Search the entries for the word "yellow" and report each line that has it.

◆ ◆ ◆ ◆

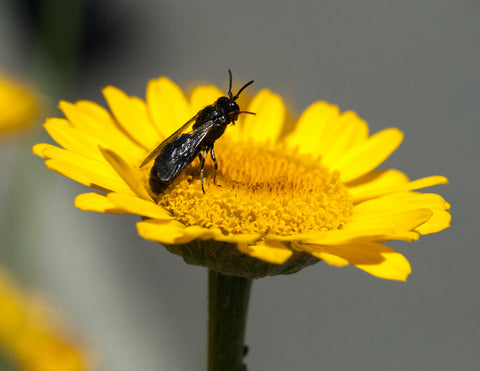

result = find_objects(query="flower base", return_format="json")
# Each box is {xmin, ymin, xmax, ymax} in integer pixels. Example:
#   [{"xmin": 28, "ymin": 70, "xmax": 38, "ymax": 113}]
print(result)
[{"xmin": 164, "ymin": 239, "xmax": 319, "ymax": 279}]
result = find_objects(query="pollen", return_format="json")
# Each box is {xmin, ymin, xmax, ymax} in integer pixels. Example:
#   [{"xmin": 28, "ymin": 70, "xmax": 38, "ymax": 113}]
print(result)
[{"xmin": 157, "ymin": 141, "xmax": 354, "ymax": 236}]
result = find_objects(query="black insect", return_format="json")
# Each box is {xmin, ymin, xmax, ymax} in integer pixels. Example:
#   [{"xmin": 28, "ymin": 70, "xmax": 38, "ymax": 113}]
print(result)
[{"xmin": 140, "ymin": 70, "xmax": 255, "ymax": 194}]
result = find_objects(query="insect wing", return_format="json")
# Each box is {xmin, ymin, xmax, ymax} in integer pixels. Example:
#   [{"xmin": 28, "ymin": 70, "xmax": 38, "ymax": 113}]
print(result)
[
  {"xmin": 154, "ymin": 119, "xmax": 215, "ymax": 181},
  {"xmin": 140, "ymin": 114, "xmax": 198, "ymax": 168}
]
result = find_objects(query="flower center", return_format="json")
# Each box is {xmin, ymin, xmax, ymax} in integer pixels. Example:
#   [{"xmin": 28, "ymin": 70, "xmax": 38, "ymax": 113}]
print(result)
[{"xmin": 156, "ymin": 141, "xmax": 353, "ymax": 236}]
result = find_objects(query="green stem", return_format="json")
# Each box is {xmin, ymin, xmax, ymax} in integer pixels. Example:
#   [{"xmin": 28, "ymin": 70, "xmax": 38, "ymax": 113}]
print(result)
[{"xmin": 208, "ymin": 270, "xmax": 252, "ymax": 371}]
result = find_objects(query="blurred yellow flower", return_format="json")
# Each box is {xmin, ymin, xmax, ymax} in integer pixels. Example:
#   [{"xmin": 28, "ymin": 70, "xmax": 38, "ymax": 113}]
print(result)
[
  {"xmin": 33, "ymin": 76, "xmax": 450, "ymax": 281},
  {"xmin": 0, "ymin": 71, "xmax": 38, "ymax": 135},
  {"xmin": 0, "ymin": 268, "xmax": 93, "ymax": 370}
]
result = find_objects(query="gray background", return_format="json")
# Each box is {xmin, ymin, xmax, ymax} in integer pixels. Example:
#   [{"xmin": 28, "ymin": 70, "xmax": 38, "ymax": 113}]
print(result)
[{"xmin": 0, "ymin": 0, "xmax": 478, "ymax": 370}]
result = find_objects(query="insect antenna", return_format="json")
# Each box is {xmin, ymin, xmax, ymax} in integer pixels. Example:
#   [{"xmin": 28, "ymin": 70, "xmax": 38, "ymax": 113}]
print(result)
[
  {"xmin": 227, "ymin": 69, "xmax": 254, "ymax": 100},
  {"xmin": 234, "ymin": 110, "xmax": 256, "ymax": 116},
  {"xmin": 233, "ymin": 80, "xmax": 254, "ymax": 100},
  {"xmin": 228, "ymin": 69, "xmax": 234, "ymax": 99}
]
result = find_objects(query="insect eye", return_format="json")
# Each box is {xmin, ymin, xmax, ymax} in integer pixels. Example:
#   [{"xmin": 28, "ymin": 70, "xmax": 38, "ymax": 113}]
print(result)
[{"xmin": 228, "ymin": 101, "xmax": 239, "ymax": 113}]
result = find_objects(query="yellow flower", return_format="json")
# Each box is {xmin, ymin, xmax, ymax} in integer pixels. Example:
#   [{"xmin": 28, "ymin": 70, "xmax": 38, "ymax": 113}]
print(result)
[
  {"xmin": 33, "ymin": 76, "xmax": 450, "ymax": 281},
  {"xmin": 0, "ymin": 268, "xmax": 93, "ymax": 370},
  {"xmin": 0, "ymin": 71, "xmax": 38, "ymax": 135}
]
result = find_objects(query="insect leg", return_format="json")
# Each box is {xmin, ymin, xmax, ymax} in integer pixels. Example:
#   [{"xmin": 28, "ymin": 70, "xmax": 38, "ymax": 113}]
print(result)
[
  {"xmin": 200, "ymin": 148, "xmax": 208, "ymax": 193},
  {"xmin": 210, "ymin": 147, "xmax": 218, "ymax": 184}
]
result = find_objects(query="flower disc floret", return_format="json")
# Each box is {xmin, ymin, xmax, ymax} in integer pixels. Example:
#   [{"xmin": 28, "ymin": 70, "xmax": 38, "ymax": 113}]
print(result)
[{"xmin": 157, "ymin": 142, "xmax": 354, "ymax": 236}]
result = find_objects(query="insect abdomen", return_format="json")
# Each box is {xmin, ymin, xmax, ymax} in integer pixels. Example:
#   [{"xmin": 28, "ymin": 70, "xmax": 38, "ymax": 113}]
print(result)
[{"xmin": 149, "ymin": 134, "xmax": 199, "ymax": 194}]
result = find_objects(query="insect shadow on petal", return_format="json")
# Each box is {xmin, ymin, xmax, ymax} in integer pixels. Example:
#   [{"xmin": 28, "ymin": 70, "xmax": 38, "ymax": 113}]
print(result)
[{"xmin": 140, "ymin": 70, "xmax": 255, "ymax": 194}]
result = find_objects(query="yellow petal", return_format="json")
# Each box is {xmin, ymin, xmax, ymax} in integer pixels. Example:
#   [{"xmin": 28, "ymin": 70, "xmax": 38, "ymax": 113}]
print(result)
[
  {"xmin": 352, "ymin": 192, "xmax": 451, "ymax": 235},
  {"xmin": 146, "ymin": 77, "xmax": 191, "ymax": 139},
  {"xmin": 33, "ymin": 142, "xmax": 53, "ymax": 157},
  {"xmin": 347, "ymin": 169, "xmax": 409, "ymax": 196},
  {"xmin": 106, "ymin": 192, "xmax": 173, "ymax": 220},
  {"xmin": 285, "ymin": 101, "xmax": 341, "ymax": 156},
  {"xmin": 137, "ymin": 219, "xmax": 191, "ymax": 244},
  {"xmin": 321, "ymin": 110, "xmax": 370, "ymax": 166},
  {"xmin": 45, "ymin": 158, "xmax": 129, "ymax": 194},
  {"xmin": 139, "ymin": 223, "xmax": 258, "ymax": 243},
  {"xmin": 309, "ymin": 250, "xmax": 349, "ymax": 267},
  {"xmin": 303, "ymin": 209, "xmax": 433, "ymax": 245},
  {"xmin": 301, "ymin": 241, "xmax": 411, "ymax": 281},
  {"xmin": 300, "ymin": 244, "xmax": 350, "ymax": 267},
  {"xmin": 415, "ymin": 208, "xmax": 451, "ymax": 235},
  {"xmin": 345, "ymin": 208, "xmax": 433, "ymax": 236},
  {"xmin": 102, "ymin": 86, "xmax": 160, "ymax": 150},
  {"xmin": 230, "ymin": 89, "xmax": 285, "ymax": 145},
  {"xmin": 39, "ymin": 144, "xmax": 133, "ymax": 194},
  {"xmin": 214, "ymin": 233, "xmax": 261, "ymax": 244},
  {"xmin": 59, "ymin": 100, "xmax": 144, "ymax": 160},
  {"xmin": 183, "ymin": 225, "xmax": 224, "ymax": 240},
  {"xmin": 302, "ymin": 227, "xmax": 415, "ymax": 245},
  {"xmin": 237, "ymin": 240, "xmax": 292, "ymax": 264},
  {"xmin": 265, "ymin": 231, "xmax": 330, "ymax": 242},
  {"xmin": 74, "ymin": 192, "xmax": 124, "ymax": 213},
  {"xmin": 269, "ymin": 227, "xmax": 415, "ymax": 244},
  {"xmin": 333, "ymin": 128, "xmax": 404, "ymax": 182},
  {"xmin": 45, "ymin": 158, "xmax": 130, "ymax": 194},
  {"xmin": 352, "ymin": 192, "xmax": 449, "ymax": 219},
  {"xmin": 99, "ymin": 146, "xmax": 151, "ymax": 200},
  {"xmin": 189, "ymin": 85, "xmax": 223, "ymax": 113},
  {"xmin": 350, "ymin": 175, "xmax": 449, "ymax": 202},
  {"xmin": 179, "ymin": 225, "xmax": 260, "ymax": 244},
  {"xmin": 43, "ymin": 118, "xmax": 103, "ymax": 160}
]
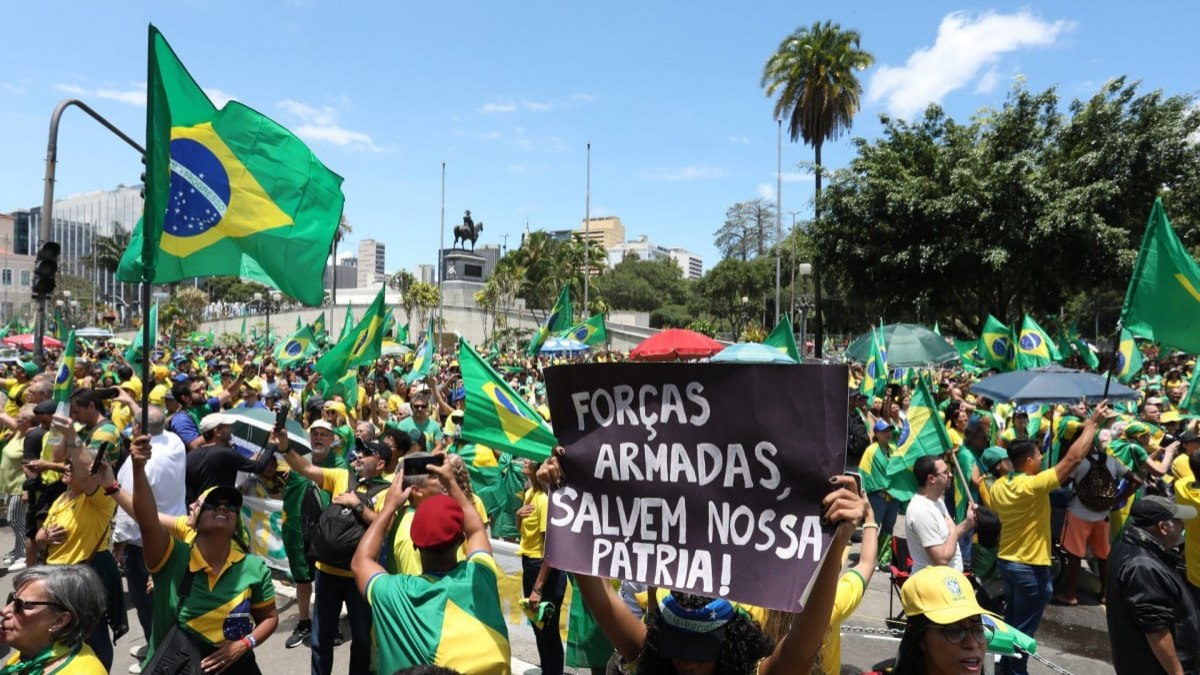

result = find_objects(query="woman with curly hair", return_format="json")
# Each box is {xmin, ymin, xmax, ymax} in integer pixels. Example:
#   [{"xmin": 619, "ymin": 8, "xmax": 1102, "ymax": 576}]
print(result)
[{"xmin": 539, "ymin": 450, "xmax": 866, "ymax": 675}]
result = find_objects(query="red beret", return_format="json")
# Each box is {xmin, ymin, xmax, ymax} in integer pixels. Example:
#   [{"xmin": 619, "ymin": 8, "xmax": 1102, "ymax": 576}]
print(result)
[{"xmin": 411, "ymin": 494, "xmax": 465, "ymax": 550}]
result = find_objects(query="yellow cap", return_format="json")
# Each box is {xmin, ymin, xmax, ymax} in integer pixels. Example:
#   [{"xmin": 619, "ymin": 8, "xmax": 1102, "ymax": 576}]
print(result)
[
  {"xmin": 1160, "ymin": 410, "xmax": 1182, "ymax": 424},
  {"xmin": 900, "ymin": 567, "xmax": 998, "ymax": 625},
  {"xmin": 152, "ymin": 365, "xmax": 169, "ymax": 381},
  {"xmin": 120, "ymin": 379, "xmax": 143, "ymax": 401}
]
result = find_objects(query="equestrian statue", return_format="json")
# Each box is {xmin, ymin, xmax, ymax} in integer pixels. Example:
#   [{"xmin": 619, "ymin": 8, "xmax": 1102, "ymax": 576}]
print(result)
[{"xmin": 454, "ymin": 210, "xmax": 483, "ymax": 251}]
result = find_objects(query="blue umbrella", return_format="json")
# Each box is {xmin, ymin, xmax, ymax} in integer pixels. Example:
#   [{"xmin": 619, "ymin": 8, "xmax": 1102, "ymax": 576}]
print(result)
[
  {"xmin": 969, "ymin": 365, "xmax": 1138, "ymax": 405},
  {"xmin": 711, "ymin": 342, "xmax": 797, "ymax": 364},
  {"xmin": 540, "ymin": 336, "xmax": 590, "ymax": 355}
]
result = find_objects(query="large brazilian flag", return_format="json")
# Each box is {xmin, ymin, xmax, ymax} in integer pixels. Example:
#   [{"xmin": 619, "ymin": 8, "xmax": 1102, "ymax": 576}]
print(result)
[
  {"xmin": 1121, "ymin": 198, "xmax": 1200, "ymax": 354},
  {"xmin": 117, "ymin": 25, "xmax": 345, "ymax": 306}
]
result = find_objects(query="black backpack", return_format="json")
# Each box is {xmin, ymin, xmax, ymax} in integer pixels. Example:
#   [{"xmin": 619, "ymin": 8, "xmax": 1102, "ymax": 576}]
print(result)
[
  {"xmin": 1074, "ymin": 452, "xmax": 1118, "ymax": 513},
  {"xmin": 308, "ymin": 477, "xmax": 390, "ymax": 569}
]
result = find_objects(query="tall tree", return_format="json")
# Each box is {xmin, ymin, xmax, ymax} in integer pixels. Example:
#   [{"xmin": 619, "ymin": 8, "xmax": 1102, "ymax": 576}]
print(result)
[
  {"xmin": 762, "ymin": 21, "xmax": 873, "ymax": 356},
  {"xmin": 714, "ymin": 199, "xmax": 779, "ymax": 260}
]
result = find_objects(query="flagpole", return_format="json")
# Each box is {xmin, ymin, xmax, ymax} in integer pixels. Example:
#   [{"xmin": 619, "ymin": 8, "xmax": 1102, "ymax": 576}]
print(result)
[
  {"xmin": 1103, "ymin": 322, "xmax": 1121, "ymax": 399},
  {"xmin": 774, "ymin": 118, "xmax": 782, "ymax": 326},
  {"xmin": 438, "ymin": 160, "xmax": 445, "ymax": 351},
  {"xmin": 583, "ymin": 141, "xmax": 591, "ymax": 319}
]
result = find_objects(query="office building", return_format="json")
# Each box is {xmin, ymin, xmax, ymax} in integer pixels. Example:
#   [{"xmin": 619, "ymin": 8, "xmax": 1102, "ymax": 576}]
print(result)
[
  {"xmin": 669, "ymin": 247, "xmax": 704, "ymax": 280},
  {"xmin": 577, "ymin": 216, "xmax": 625, "ymax": 248},
  {"xmin": 357, "ymin": 239, "xmax": 386, "ymax": 288},
  {"xmin": 416, "ymin": 264, "xmax": 435, "ymax": 284},
  {"xmin": 0, "ymin": 214, "xmax": 35, "ymax": 322},
  {"xmin": 607, "ymin": 235, "xmax": 671, "ymax": 267}
]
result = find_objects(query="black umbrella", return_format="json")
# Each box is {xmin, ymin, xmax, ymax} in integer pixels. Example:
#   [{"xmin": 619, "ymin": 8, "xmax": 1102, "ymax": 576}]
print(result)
[{"xmin": 969, "ymin": 365, "xmax": 1138, "ymax": 405}]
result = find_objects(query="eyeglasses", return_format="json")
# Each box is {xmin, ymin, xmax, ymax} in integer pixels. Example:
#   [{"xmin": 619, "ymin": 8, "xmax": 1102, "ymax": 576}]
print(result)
[
  {"xmin": 933, "ymin": 623, "xmax": 994, "ymax": 646},
  {"xmin": 201, "ymin": 501, "xmax": 237, "ymax": 513},
  {"xmin": 6, "ymin": 593, "xmax": 63, "ymax": 615},
  {"xmin": 412, "ymin": 405, "xmax": 428, "ymax": 410}
]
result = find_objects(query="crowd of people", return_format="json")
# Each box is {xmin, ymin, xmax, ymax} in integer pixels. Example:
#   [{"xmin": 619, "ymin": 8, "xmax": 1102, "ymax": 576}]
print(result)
[{"xmin": 0, "ymin": 330, "xmax": 1190, "ymax": 675}]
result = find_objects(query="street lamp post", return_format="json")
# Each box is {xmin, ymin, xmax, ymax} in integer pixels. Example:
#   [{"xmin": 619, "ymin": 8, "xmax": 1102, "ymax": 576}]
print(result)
[
  {"xmin": 787, "ymin": 211, "xmax": 801, "ymax": 319},
  {"xmin": 797, "ymin": 263, "xmax": 813, "ymax": 357}
]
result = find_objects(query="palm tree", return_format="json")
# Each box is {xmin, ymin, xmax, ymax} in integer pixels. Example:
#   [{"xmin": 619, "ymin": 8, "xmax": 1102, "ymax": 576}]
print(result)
[{"xmin": 762, "ymin": 21, "xmax": 872, "ymax": 357}]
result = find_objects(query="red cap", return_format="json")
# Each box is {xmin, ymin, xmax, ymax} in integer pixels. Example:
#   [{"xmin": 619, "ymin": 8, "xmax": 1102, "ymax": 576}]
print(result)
[{"xmin": 411, "ymin": 494, "xmax": 465, "ymax": 550}]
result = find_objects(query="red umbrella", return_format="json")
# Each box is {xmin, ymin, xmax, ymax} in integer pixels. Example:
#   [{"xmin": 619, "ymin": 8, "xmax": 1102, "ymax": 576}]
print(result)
[
  {"xmin": 2, "ymin": 334, "xmax": 63, "ymax": 350},
  {"xmin": 629, "ymin": 329, "xmax": 724, "ymax": 362}
]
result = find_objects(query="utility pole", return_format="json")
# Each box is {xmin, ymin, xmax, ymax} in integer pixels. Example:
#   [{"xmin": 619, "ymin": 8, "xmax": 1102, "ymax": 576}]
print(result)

◆ ◆ ◆ ◆

> **Answer for this exercise**
result = find_objects(query="blurred yellow flower", return_format="json")
result = find_objects(query="yellow flower", return_format="json")
result = find_objects(query="yellow petal", return_format="json")
result = find_objects(query="yellow cap", return_format="json")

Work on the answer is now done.